| RECORD SET |
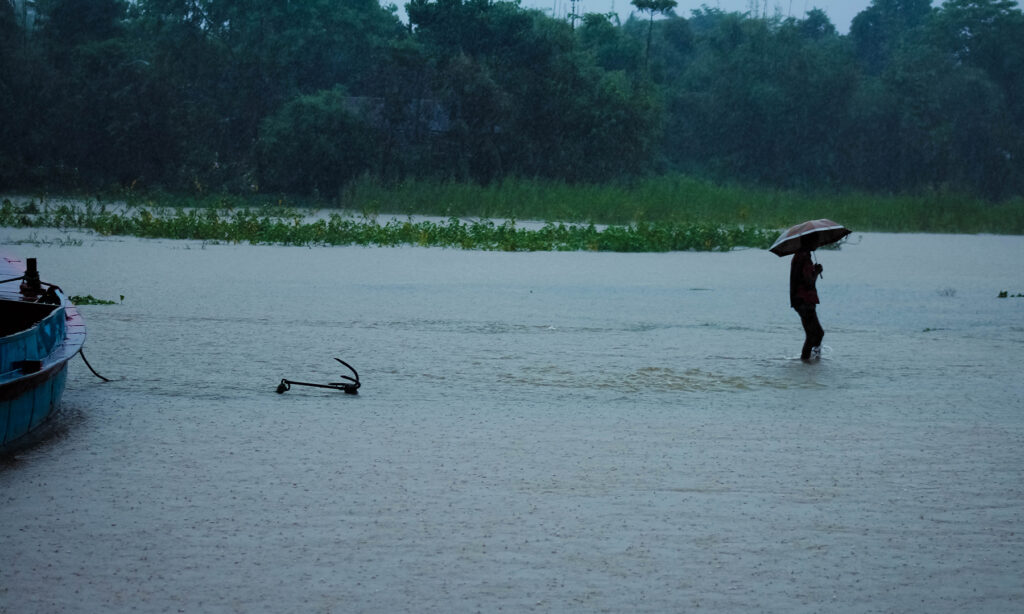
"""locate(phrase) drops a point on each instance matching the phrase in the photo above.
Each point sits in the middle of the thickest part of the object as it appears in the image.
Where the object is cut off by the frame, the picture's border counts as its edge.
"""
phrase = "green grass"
(670, 213)
(283, 226)
(681, 200)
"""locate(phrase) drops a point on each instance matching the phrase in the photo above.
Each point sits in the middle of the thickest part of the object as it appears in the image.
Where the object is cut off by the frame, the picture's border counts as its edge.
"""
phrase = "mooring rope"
(82, 354)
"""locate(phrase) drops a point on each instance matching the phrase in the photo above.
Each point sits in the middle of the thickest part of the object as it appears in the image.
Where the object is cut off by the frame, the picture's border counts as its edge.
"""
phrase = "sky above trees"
(840, 11)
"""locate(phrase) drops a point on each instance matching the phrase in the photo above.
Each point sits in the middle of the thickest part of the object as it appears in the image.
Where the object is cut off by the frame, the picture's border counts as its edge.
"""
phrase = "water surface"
(536, 432)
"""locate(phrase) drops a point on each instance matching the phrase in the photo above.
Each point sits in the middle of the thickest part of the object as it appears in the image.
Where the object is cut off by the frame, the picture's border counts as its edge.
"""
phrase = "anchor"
(349, 387)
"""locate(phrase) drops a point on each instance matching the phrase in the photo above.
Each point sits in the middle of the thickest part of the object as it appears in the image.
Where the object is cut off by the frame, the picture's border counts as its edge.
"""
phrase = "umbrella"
(817, 233)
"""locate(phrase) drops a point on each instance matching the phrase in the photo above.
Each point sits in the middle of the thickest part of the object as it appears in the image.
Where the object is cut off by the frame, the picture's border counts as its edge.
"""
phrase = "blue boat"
(40, 332)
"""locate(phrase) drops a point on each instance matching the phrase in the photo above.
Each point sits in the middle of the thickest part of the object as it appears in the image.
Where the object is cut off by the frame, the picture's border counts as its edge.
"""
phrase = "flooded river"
(549, 432)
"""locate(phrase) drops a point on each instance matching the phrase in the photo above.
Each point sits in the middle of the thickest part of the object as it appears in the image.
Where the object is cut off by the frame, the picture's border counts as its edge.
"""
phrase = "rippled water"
(544, 432)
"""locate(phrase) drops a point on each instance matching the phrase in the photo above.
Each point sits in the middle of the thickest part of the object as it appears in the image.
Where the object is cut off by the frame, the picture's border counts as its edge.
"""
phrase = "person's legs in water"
(812, 330)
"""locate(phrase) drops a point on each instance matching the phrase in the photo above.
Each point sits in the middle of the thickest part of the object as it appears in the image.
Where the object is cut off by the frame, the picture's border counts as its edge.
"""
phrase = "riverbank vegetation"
(276, 225)
(347, 104)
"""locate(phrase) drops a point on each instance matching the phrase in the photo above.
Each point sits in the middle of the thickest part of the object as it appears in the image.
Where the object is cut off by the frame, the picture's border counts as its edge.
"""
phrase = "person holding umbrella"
(804, 298)
(801, 240)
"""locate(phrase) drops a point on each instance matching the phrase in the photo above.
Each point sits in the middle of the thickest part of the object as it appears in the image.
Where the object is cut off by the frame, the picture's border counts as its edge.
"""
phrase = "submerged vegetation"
(672, 213)
(288, 226)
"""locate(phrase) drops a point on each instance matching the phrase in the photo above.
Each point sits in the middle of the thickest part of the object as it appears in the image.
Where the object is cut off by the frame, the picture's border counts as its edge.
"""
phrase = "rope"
(82, 354)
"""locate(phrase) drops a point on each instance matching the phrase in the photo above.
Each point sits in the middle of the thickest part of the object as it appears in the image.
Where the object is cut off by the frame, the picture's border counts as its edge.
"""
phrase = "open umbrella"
(817, 233)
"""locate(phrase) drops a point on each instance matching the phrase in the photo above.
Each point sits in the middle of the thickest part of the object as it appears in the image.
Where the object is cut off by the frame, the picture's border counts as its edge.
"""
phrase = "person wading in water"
(804, 298)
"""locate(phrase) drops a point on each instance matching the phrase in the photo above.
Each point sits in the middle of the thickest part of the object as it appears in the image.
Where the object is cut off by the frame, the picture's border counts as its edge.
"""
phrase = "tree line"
(304, 96)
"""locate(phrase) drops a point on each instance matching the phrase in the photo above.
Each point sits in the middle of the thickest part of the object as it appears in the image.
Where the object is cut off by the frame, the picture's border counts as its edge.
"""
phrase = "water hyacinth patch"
(286, 226)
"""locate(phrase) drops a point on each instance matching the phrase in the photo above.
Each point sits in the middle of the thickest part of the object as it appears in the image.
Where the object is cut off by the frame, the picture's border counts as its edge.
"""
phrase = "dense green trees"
(303, 96)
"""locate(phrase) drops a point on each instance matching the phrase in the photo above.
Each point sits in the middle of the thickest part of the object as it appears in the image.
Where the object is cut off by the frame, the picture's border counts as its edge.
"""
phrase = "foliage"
(309, 98)
(284, 226)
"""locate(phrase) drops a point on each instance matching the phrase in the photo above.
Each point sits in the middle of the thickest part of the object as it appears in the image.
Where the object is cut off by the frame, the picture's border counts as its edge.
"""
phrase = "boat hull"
(37, 340)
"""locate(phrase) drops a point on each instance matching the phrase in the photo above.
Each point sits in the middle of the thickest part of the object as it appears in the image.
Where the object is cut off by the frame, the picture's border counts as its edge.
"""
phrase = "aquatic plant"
(288, 226)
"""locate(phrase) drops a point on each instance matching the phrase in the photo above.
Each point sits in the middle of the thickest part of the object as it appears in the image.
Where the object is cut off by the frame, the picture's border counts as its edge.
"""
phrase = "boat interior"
(18, 315)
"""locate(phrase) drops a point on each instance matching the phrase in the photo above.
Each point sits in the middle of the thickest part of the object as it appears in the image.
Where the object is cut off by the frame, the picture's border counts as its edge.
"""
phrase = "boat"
(40, 332)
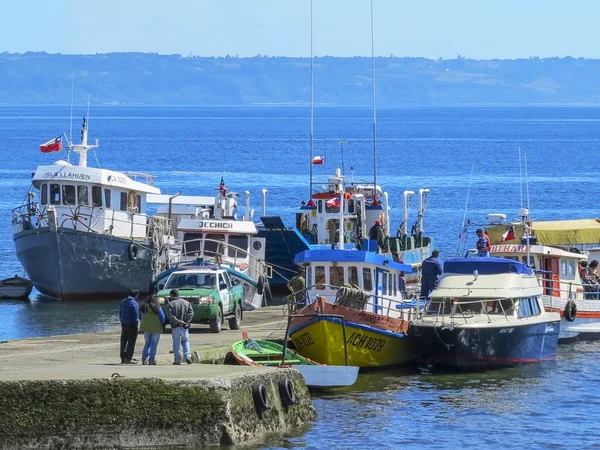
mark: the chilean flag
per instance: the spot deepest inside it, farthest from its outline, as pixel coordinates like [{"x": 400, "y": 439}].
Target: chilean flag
[
  {"x": 53, "y": 145},
  {"x": 509, "y": 235}
]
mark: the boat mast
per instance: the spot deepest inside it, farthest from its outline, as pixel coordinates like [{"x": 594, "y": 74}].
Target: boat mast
[
  {"x": 312, "y": 102},
  {"x": 374, "y": 103}
]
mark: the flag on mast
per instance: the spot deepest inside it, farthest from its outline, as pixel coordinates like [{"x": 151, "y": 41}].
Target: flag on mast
[{"x": 53, "y": 145}]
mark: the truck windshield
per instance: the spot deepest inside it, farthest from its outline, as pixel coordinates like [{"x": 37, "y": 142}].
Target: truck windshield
[{"x": 191, "y": 281}]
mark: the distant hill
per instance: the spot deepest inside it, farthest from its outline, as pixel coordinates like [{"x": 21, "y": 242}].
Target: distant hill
[{"x": 152, "y": 79}]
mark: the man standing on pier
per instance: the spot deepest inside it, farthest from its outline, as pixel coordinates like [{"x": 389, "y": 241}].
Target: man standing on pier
[
  {"x": 129, "y": 314},
  {"x": 180, "y": 313}
]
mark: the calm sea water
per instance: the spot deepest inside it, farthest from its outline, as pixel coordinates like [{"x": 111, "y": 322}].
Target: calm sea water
[{"x": 552, "y": 405}]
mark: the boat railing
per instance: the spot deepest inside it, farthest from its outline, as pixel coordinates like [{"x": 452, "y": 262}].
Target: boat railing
[
  {"x": 220, "y": 252},
  {"x": 451, "y": 311},
  {"x": 406, "y": 309},
  {"x": 93, "y": 219}
]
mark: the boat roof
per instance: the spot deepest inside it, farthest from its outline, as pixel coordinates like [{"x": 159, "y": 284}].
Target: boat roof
[
  {"x": 485, "y": 266},
  {"x": 355, "y": 256},
  {"x": 64, "y": 171}
]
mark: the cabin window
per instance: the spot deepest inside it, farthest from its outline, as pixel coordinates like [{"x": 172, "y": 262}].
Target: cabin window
[
  {"x": 82, "y": 195},
  {"x": 123, "y": 205},
  {"x": 336, "y": 275},
  {"x": 191, "y": 243},
  {"x": 320, "y": 278},
  {"x": 106, "y": 197},
  {"x": 44, "y": 199},
  {"x": 212, "y": 244},
  {"x": 55, "y": 194},
  {"x": 68, "y": 194},
  {"x": 367, "y": 279},
  {"x": 332, "y": 206},
  {"x": 240, "y": 241}
]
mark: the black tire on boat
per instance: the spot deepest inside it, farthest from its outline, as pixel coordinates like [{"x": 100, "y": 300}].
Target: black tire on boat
[
  {"x": 132, "y": 250},
  {"x": 570, "y": 312},
  {"x": 259, "y": 395},
  {"x": 215, "y": 324},
  {"x": 235, "y": 323},
  {"x": 286, "y": 392}
]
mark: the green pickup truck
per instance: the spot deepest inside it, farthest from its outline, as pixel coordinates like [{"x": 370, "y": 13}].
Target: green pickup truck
[{"x": 211, "y": 293}]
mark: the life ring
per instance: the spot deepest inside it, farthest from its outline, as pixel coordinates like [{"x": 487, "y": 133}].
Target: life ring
[
  {"x": 570, "y": 312},
  {"x": 259, "y": 395},
  {"x": 260, "y": 285},
  {"x": 286, "y": 392},
  {"x": 133, "y": 251},
  {"x": 132, "y": 205}
]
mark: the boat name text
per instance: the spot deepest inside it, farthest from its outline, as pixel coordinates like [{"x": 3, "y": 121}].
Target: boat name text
[
  {"x": 78, "y": 176},
  {"x": 360, "y": 340}
]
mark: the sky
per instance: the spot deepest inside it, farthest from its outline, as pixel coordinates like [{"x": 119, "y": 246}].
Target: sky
[{"x": 479, "y": 29}]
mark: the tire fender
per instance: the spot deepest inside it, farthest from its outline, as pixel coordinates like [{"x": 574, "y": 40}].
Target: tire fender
[
  {"x": 261, "y": 400},
  {"x": 286, "y": 392}
]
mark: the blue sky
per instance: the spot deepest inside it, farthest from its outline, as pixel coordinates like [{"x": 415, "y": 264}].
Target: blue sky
[{"x": 479, "y": 29}]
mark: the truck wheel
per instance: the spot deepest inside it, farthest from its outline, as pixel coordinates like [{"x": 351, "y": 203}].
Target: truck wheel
[
  {"x": 215, "y": 324},
  {"x": 235, "y": 323}
]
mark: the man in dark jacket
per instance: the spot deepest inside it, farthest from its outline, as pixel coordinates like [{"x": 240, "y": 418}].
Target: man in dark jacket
[
  {"x": 431, "y": 269},
  {"x": 180, "y": 313},
  {"x": 129, "y": 314},
  {"x": 376, "y": 234}
]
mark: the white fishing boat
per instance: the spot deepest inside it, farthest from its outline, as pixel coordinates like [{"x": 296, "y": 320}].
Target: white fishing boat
[
  {"x": 486, "y": 312},
  {"x": 84, "y": 232},
  {"x": 15, "y": 287},
  {"x": 208, "y": 230}
]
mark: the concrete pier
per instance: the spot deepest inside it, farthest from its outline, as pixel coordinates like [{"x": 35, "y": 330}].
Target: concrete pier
[{"x": 71, "y": 392}]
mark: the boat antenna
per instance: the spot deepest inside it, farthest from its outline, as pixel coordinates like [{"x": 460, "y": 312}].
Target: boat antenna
[
  {"x": 374, "y": 103},
  {"x": 521, "y": 176},
  {"x": 463, "y": 232},
  {"x": 312, "y": 101}
]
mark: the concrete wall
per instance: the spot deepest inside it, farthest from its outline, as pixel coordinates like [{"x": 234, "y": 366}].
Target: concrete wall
[{"x": 147, "y": 412}]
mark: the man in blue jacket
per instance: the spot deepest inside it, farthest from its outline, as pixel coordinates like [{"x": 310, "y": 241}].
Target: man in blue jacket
[
  {"x": 431, "y": 269},
  {"x": 129, "y": 314}
]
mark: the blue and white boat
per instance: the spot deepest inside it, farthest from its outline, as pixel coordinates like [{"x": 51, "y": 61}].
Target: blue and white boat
[{"x": 486, "y": 312}]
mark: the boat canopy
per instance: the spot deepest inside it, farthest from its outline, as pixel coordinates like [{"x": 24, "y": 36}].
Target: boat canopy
[
  {"x": 356, "y": 256},
  {"x": 485, "y": 266}
]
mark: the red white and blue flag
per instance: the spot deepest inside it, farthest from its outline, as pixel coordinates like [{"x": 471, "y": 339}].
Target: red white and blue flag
[
  {"x": 319, "y": 160},
  {"x": 509, "y": 235},
  {"x": 53, "y": 145}
]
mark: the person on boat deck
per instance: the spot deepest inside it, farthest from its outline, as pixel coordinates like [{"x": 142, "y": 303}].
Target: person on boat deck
[
  {"x": 180, "y": 313},
  {"x": 129, "y": 315},
  {"x": 431, "y": 269},
  {"x": 151, "y": 324},
  {"x": 483, "y": 243},
  {"x": 376, "y": 234}
]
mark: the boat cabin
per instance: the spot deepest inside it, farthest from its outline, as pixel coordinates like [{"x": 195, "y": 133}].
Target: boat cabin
[{"x": 328, "y": 270}]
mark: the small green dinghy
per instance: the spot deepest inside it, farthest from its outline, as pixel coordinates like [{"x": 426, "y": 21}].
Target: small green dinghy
[{"x": 251, "y": 352}]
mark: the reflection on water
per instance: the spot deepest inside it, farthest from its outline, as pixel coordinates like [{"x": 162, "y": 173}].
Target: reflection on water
[{"x": 46, "y": 316}]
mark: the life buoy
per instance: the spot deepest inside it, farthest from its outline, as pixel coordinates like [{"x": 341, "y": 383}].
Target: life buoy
[
  {"x": 260, "y": 285},
  {"x": 132, "y": 205},
  {"x": 570, "y": 312},
  {"x": 133, "y": 251},
  {"x": 259, "y": 395},
  {"x": 286, "y": 392}
]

| REQUIRED WORK |
As the answer, set down only the lines from the data above between the one holding "Target: red white and blue flag" and the one holding "mark: the boat cabin", inclusive, exactly as they read.

| FINISHED TASK |
Target: red white and blue flag
[
  {"x": 319, "y": 160},
  {"x": 509, "y": 235},
  {"x": 53, "y": 145}
]
mark: the person on boat deck
per instance: the spot deepest inside it, farthest from its outline, as pixel coordinates like [{"x": 142, "y": 303}].
Target: person on boat deck
[
  {"x": 180, "y": 313},
  {"x": 129, "y": 315},
  {"x": 431, "y": 269},
  {"x": 151, "y": 324},
  {"x": 483, "y": 243},
  {"x": 376, "y": 234}
]
mark: the boat cabin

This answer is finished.